- **Фрагмент текста**:

******

Прошло 75 лет с момента, как стихли последние залпы самой масштабной и кровавой войны, но остались невыясненными судьбы сотен тысяч советских солдат и офицеров. Путаница в архивах до сих пор создаёт препятствия для изучения конкретных документов. И ладно, если бы эти были какие-то мелкие огрехи – например, Шарнавку в качестве места рождения выбывших бойцов в сводках иногда указывали как посёлок, хотя селение всегда имело статус деревни. Штабные писари не могли знать о крохотном выксунском населённом пункте, потому эта ошибка некритична. Но что делать, когда фамилия погибшего солдата фигурирует в более поздних именных списках призывников?! В частности, речь идёт о шарнавском жителе Сергее Афанасьевиче Серове 1904 г.р., который пропал без вести вблизи Житомира в 1943 году. Однако в распоряжении автора этих строк имеется копия документа от 1944 года, в котором указывается об отправке некоей команды №51 из Льговского военкомата Курской области на пересыльный пункт. В данном списке среди прочих призывников фигурирует… уроженец Шарнавки (1904 г.р.) Серов Сергей Афанасьевич! Совпадают фамилия, имя и отчество, год и место рождения, пометка «беспартийный», но различаются даты призыва и названия комиссариатов. Как это понимать?
Разумеется, никакой мистики тут нет. Вероятно, в хаосе сражений пропавший без документов солдат оказался жив и позднее, восстановив свою метрику, продолжил воевать. Хотя возможен вариант, что в данном случае речь идёт о двух полных тёзках-земляках.
Ниже приведены личные данные 11 погибших и пропавших без вести шарнавских жителей в годы Великой Отечественной войны (в том числе и вышеупомянутый С. Серов). Российские историки и волонтёры продолжают интенсивно оцифровывать документы 1940-х годов, и не исключено, что этот печальный список со временем пополнится новыми именами.
- Орехов Павел Филиппович. 1910 г.р. Пленён вскоре после начала войны (23.07.1941 г.), погиб в декабре 1941 года в германском концлагере Шталаг IV-Б;
- Костин Иван Михайлович. 1905 г.р. Призван 22 июля 1941 года. Стрелок. Пропал без вести в апреле 1942 года;
- Лобанов Александр Васильевич. 1912 г.р. Пленён 12 июля 1941 года. Погиб 18 октября того же года в германском концлагере Шталаг 302 (II H);
- Мазуров Николай Кузьмич. 1919 г.р. С января 1939 года находился на сверхсрочной службе (Балтийский флот). В октябре 1941 года пропал без вести на эстонском острове Эзель (ныне – Сааремаа);
- Максимов Фёдор Егорович. 1904 г.р. Сержант. Умер от ран 18 сентября 1942 года и захоронен в лесу около деревни Тимоновки (Смоленский район);
- Максимов Иван Егорович. 1914 г.р. Сержант. Пропал без вести в октябре 1942 года;
- Серов Сергей Афанасьевич. 1904 г.р. Служил в 1-м гвардейском кавалерийском корпусе, позднее из состава этого подразделения был зачислен в сформированный 143-й истребительно-противотанковый артиллерийский полк. Пропал без вести 19 ноября 1943 года вблизи Житомира (северо-западная часть Украины);
- Орехов Павел Филимонович. 1919 г.р. Призван на службу 29 мая 1941 года. Пропал без вести в сентябре того же года;
- Юдеев Николай Александрович. 1921 г.р. Призван Выксунским РВК 11 октября 1940 года. Пропал без вести в июне 1941 года;
- Шуянов Алексей Иванович. 1918 г.р. Пропал без вести 22 сентября 1942 года;
- Орехов Михаил Васильевич. 1923 г.р. Призван 29 апреля 1942 года. В документах значится как пропавший без вести в мае 1943 года, однако служивший вблизи Киева офицер-фронтовик Михаил Панин (родственник Анны Кавериной) позднее утверждал, что видел Орехова незадолго до форсирования Днепра: «Немецкая авиация сильно бомбила реку, и он утонул на переправе».

******

- **Записи**:
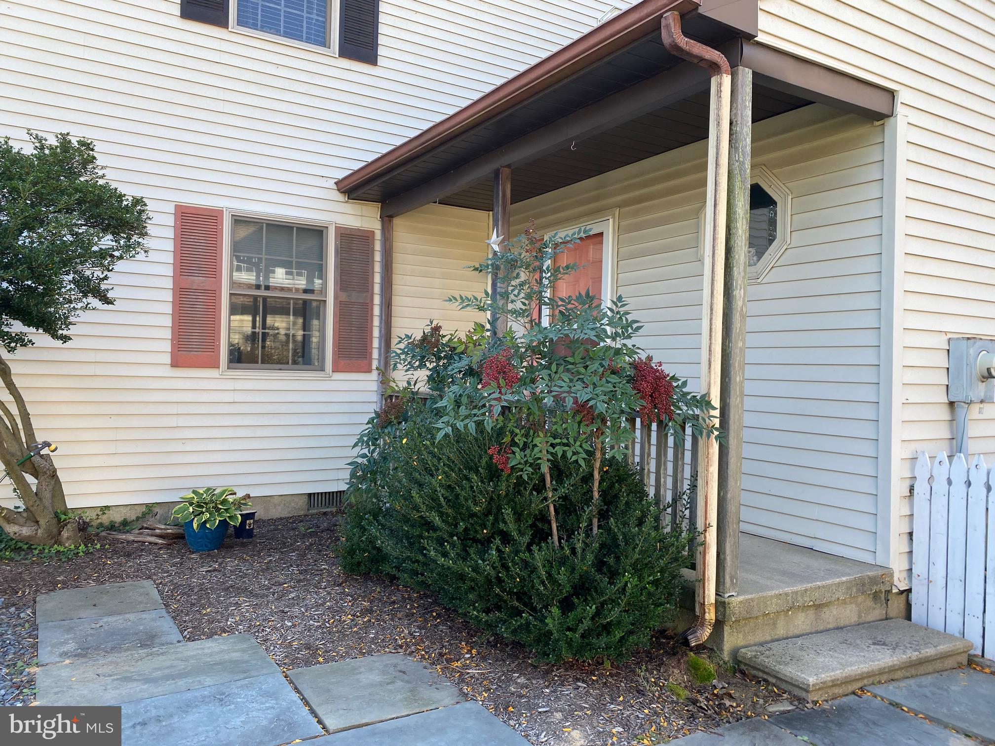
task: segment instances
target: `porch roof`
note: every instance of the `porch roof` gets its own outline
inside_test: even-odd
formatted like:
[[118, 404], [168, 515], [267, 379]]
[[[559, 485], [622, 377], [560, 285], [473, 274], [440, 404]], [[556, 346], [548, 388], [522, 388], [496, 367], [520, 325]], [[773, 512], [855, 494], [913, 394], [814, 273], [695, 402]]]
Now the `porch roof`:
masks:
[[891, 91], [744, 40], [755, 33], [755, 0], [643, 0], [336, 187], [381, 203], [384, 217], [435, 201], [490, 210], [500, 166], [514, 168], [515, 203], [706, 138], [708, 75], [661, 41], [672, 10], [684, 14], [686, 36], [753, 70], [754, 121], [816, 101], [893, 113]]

******

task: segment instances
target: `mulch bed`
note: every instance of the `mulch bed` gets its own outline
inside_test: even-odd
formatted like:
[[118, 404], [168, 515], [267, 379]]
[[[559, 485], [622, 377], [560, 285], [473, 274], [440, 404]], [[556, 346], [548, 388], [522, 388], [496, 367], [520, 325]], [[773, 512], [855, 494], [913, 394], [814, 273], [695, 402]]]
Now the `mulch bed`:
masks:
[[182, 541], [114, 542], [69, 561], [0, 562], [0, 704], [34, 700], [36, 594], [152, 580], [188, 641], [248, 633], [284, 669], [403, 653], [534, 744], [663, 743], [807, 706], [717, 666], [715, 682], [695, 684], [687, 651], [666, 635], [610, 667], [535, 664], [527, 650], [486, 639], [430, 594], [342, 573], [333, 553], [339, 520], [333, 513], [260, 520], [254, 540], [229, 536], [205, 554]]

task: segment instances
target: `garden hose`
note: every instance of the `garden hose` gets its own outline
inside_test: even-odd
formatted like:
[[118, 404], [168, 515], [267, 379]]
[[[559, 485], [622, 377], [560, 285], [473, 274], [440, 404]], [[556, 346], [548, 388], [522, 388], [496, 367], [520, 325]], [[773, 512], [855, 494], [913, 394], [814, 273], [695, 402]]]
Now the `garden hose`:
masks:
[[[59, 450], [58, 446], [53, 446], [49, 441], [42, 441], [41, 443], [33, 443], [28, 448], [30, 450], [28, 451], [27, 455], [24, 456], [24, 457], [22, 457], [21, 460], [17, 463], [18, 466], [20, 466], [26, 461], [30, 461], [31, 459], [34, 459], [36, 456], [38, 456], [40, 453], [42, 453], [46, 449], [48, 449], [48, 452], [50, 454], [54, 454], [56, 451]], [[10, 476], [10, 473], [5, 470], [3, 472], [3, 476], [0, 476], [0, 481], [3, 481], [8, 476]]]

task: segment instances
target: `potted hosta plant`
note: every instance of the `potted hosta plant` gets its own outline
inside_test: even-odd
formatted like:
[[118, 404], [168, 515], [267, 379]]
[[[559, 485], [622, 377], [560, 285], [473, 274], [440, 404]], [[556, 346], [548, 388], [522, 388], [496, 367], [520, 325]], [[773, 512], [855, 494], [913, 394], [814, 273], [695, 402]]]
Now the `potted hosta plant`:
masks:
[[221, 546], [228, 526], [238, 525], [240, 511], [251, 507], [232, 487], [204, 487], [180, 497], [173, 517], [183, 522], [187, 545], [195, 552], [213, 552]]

******

- **Выполните задания**:
(1) Где, согласно тексту о погибших жителях Шарнавки, пропал без вести Николай Кузьмич Мазуров в октябре 1941 года?
(2) Выпишите из записей каждую строку, в которой встречается слово "every". Регистр букв имеет значение.
Текст и записи никак не связаны друг с другом.

- **Ответы к упражнению**:
(1) На эстонском острове Эзель (ныне – Сааремаа).

(2)
note: every instance of the `porch roof` gets its own outline
note: every instance of the `mulch bed` gets its own outline
note: every instance of the `garden hose` gets its own outline
note: every instance of the `potted hosta plant` gets its own outline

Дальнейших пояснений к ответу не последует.